• SOURCE TEXT:
= = = = = = =
1	touch nyc_airbnb/split_train_test.py

Just like nyc_airbnb/get_data.py, here we will build the logic to split our full dataset into a training and testing set. We do this early to safeguard our model from information leakage. Open the new file and put the following code into it.

./nyc_airbnb/split_train_test.py

import argparse
import logging
import sys
import os
import tempfile
 
import wandb
import pandas as pd
from sklearn.model_selection import train_test_split
 
sys.path.append(".")
from nyc_airbnb.utils.base_runner import BaseRunner
 
logging.basicConfig(
   level=logging.INFO,
   format="%(asctime)-15s %(levelname)s - %(message)s")
logger = logging.getLogger()
 
 
class SplitRunner(BaseRunner):
   def __init__(self,
                wandb_run,
                test_size,
                random_seed,
                stratify_by):
       super().__init__(wandb_run)
       self.test_size = test_size
       self.random_seed = random_seed
       self.stratify_by = stratify_by
 
   def split_train_test(self,
                        data: pd.DataFrame,
                        dir_name: str):
       trainval, test = train_test_split(
           data,
           test_size=float(self.test_size),
           random_state=int(self.random_seed),
           stratify=data[self.stratify_by] if self.stratify_by != 'none' else None,
       )
 
       logger.info(f'train proportion contains {trainval.shape[0]}')
       logger.info(f'test proportion contains {test.shape[0]}')
 
       file_dict = {}
       for data_frame, name in zip([trainval, test], ['trainval', 'test']):
           logger.info(f"Uploading {name}_data.parquet dataset")
           temp_file = os.path.join(dir_name, f'{name}_data.parquet')
           data_frame.to_parquet(
               temp_file,
               index=False,
               engine='pyarrow',
               compression='gzip')
           file_dict[f'{name}_data'] = temp_file 
 
       return file_dict
 
 
if __name__ == "__main__":
   parser = argparse.ArgumentParser(description="Split training dataset")
   parser.add_argument("input_artifact",
                       type=str,
                       help="Reference to mlflow artifact of input data")
   parser.add_argument("test_size",
                       type=str,
                       help="The size of test data")
   parser.add_argument("random_seed",
                       type=str,
                       help="Random seed")
   parser.add_argument("stratify_by",
                       type=str,
                       help="Column to use for stratification")
   args = parser.parse_args()
 
   runner = SplitRunner(
       wandb.init(job_type="split_data"),
       args.test_size,
       args.random_seed,
       args.stratify_by
   )
= = = = = = =
• EXCERPTED DATA:

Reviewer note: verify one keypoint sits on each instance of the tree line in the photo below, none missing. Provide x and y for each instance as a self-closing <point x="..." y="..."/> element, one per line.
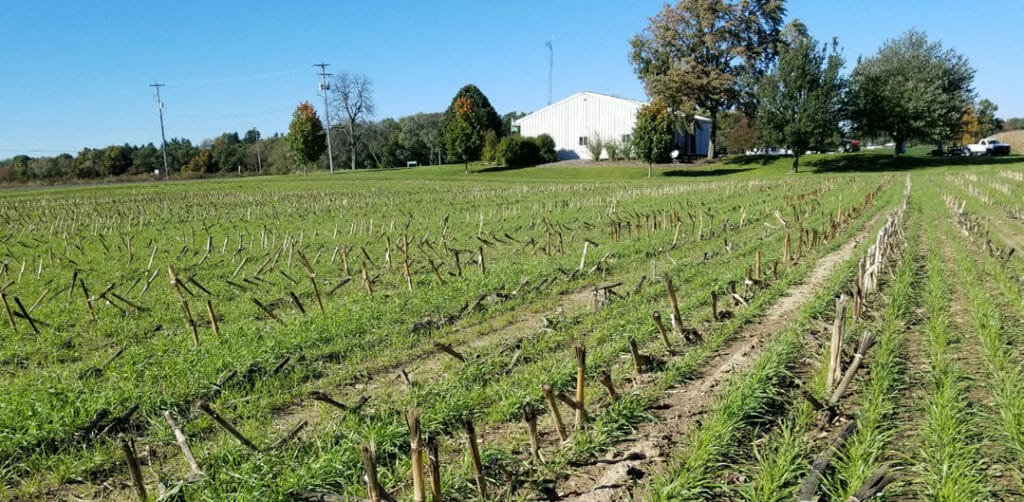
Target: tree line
<point x="774" y="85"/>
<point x="357" y="140"/>
<point x="760" y="82"/>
= = = = = = =
• TASK GOAL: In the dataset-splitting tutorial, retype the passage starting at "logger = logging.getLogger()" and ending at "super().__init__(wandb_run)".

• PROBLEM SOLUTION:
logger = logging.getLogger()
 
 
class SplitRunner(BaseRunner):
   def __init__(self,
                wandb_run,
                test_size,
                random_seed,
                stratify_by):
       super().__init__(wandb_run)